> [Task item] Your task is to transcribe the entries below exactly, beginning with the line containing "[locate] the asphalt" and ending with the final line, and to add nothing else.

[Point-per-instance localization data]
=== Begin Enclosure ===
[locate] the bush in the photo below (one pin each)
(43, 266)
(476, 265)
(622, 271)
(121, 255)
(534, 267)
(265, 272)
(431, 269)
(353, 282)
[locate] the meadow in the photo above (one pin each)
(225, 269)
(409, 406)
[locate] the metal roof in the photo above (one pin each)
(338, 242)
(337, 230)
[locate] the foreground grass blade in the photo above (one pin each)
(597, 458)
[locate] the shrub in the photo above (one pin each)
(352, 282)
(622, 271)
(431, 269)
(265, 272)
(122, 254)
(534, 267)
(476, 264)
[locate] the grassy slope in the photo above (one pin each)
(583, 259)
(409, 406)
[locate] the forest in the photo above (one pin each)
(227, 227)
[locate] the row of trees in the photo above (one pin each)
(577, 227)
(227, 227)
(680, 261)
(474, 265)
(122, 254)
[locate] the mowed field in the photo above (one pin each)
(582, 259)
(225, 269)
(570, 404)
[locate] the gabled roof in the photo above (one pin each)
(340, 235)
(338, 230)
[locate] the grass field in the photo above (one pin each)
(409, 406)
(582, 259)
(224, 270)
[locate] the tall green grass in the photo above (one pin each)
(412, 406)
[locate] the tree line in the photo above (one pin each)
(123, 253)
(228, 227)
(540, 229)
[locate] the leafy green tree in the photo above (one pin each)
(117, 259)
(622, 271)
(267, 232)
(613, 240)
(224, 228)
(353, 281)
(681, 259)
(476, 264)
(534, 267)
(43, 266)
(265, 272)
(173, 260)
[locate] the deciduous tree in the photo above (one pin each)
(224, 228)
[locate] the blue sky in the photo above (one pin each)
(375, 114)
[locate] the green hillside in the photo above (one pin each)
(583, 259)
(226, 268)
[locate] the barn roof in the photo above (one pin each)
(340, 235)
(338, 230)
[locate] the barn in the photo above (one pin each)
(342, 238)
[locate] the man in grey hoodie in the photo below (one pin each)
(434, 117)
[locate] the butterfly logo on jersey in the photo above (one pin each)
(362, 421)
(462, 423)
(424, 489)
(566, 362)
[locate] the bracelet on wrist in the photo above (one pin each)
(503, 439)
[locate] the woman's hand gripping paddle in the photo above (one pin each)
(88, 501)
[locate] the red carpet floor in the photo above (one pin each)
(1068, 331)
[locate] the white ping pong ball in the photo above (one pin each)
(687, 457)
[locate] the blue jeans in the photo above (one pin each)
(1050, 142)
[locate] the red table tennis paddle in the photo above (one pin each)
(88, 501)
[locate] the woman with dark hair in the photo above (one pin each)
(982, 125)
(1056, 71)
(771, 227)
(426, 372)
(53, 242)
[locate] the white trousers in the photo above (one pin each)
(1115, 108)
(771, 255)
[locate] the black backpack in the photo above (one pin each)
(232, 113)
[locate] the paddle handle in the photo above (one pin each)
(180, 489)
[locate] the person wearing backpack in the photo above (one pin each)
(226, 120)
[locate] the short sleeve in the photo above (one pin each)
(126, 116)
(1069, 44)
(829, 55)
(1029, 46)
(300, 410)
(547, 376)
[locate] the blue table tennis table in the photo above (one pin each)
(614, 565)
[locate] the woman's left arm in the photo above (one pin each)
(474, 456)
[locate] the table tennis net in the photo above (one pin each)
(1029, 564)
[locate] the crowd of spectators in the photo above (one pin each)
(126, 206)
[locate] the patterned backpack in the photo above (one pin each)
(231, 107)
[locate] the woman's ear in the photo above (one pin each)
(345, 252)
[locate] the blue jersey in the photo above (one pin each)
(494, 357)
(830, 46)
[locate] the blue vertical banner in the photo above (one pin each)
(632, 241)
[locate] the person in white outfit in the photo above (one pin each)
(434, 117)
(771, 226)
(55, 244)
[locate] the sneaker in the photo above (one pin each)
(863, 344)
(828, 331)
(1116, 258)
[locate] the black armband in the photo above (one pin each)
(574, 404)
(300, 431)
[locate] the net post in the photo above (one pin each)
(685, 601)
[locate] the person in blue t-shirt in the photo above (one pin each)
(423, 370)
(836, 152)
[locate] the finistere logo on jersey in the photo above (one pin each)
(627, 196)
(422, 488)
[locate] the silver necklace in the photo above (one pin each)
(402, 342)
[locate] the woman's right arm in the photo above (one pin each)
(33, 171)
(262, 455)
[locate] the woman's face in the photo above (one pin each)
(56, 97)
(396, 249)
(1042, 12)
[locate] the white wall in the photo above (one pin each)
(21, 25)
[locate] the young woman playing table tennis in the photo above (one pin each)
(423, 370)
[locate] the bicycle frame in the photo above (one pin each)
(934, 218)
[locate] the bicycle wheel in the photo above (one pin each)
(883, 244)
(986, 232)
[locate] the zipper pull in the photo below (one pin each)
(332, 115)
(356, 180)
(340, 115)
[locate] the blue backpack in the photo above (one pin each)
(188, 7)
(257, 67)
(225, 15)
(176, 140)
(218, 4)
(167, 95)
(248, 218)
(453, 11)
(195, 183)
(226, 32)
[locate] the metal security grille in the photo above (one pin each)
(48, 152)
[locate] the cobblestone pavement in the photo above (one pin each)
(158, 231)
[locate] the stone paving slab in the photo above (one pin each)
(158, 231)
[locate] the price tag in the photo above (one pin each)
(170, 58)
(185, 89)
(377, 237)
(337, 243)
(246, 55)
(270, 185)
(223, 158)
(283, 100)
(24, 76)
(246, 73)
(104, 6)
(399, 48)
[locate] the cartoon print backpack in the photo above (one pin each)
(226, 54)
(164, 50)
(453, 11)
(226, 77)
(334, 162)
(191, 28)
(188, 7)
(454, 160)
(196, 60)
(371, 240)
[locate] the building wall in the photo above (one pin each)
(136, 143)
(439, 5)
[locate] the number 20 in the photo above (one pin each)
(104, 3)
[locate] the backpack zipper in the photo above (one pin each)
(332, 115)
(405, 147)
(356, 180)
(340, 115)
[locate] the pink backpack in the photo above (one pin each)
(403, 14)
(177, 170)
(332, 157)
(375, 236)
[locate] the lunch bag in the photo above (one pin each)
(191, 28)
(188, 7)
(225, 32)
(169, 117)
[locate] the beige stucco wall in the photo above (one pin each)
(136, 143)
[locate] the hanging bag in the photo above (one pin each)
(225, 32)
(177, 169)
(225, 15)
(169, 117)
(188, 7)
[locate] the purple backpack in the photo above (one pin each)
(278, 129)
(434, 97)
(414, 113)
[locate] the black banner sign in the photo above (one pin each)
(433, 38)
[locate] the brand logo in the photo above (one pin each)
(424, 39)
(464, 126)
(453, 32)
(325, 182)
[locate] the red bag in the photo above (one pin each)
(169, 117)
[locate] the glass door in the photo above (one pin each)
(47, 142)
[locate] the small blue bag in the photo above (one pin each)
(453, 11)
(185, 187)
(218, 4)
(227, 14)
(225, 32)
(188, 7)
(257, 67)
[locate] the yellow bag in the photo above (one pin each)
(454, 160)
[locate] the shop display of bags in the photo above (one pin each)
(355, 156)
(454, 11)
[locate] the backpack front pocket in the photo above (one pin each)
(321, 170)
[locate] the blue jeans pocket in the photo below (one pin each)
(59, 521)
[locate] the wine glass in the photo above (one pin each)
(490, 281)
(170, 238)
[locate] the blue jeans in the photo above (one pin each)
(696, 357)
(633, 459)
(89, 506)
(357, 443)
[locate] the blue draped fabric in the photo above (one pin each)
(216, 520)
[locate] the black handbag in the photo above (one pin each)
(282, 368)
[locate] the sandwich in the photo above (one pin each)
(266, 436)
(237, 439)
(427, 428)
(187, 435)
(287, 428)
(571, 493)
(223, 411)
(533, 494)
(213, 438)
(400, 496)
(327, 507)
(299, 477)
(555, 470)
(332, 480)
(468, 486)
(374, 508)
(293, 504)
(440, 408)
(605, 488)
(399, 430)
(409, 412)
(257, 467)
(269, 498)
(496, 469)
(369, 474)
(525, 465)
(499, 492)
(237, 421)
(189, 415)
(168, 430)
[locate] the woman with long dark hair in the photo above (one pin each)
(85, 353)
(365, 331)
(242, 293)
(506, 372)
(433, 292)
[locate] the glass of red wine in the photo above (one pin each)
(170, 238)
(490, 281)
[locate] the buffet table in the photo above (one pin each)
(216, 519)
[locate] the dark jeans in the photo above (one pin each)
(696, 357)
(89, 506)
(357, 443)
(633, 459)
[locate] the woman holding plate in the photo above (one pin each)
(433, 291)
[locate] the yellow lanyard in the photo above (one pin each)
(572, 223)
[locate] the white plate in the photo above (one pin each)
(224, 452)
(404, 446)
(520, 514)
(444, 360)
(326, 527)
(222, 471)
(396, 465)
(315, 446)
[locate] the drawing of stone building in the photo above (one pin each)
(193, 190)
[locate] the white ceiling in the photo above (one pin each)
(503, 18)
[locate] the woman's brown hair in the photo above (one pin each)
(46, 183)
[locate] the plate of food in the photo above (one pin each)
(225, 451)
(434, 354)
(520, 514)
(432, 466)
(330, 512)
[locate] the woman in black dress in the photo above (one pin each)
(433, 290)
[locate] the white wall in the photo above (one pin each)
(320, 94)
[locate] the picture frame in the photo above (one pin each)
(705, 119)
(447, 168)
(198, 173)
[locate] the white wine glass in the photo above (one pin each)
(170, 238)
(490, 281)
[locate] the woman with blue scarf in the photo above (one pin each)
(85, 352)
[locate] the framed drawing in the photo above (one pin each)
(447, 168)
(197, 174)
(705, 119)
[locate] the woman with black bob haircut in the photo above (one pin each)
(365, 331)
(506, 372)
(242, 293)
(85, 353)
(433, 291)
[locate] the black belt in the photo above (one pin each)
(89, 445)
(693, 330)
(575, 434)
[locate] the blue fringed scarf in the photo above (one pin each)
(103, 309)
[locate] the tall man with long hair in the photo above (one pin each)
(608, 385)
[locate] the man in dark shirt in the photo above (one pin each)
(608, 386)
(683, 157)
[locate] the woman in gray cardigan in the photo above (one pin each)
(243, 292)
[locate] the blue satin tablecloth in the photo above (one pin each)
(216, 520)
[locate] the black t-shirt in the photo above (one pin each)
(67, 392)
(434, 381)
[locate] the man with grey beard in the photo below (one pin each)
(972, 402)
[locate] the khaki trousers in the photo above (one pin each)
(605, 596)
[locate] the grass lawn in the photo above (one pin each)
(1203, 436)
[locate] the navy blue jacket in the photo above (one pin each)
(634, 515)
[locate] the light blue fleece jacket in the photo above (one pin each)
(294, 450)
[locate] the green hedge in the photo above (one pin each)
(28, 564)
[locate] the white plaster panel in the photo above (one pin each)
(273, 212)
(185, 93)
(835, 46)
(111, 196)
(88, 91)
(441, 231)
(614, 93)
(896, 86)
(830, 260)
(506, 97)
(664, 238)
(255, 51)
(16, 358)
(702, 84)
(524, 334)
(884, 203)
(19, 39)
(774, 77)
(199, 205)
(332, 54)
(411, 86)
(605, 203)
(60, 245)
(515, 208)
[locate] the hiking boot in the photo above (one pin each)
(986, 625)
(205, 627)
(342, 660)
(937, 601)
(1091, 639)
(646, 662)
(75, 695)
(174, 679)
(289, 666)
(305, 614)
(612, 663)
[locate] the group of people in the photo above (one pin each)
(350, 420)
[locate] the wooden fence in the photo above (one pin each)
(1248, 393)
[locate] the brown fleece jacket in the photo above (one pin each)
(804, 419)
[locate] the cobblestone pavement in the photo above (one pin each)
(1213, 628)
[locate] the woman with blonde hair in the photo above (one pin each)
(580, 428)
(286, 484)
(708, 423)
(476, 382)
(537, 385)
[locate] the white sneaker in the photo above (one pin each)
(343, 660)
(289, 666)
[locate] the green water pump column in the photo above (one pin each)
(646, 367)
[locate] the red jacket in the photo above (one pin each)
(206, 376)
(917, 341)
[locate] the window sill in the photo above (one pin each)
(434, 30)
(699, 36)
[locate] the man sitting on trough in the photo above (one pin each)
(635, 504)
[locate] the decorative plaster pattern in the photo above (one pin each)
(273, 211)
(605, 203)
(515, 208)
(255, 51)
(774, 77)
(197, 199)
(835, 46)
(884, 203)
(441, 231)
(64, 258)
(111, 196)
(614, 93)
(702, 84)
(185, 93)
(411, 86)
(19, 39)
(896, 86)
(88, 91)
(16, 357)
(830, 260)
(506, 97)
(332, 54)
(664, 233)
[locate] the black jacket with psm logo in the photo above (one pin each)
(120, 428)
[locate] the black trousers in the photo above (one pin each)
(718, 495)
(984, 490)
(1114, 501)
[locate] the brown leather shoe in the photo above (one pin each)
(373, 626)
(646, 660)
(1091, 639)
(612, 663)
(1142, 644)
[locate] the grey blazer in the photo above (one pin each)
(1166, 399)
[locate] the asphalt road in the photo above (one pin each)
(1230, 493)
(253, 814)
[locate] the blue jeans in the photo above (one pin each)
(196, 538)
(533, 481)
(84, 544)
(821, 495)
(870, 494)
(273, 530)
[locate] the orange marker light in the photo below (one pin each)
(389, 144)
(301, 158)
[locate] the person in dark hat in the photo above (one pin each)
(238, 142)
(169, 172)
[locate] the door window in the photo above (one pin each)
=== End Enclosure ===
> [Written reply]
[locate] the asphalt road in the photo above (one pin each)
(1230, 493)
(253, 814)
[locate] the blue jeans in the photo above (one pin each)
(196, 538)
(533, 481)
(84, 544)
(821, 495)
(870, 494)
(273, 530)
[locate] the orange marker light in the photo below (one pin each)
(389, 144)
(301, 158)
[locate] the person in dark hat in the photo above (one pin each)
(238, 142)
(169, 172)
[locate] the door window in the photo above (one pin each)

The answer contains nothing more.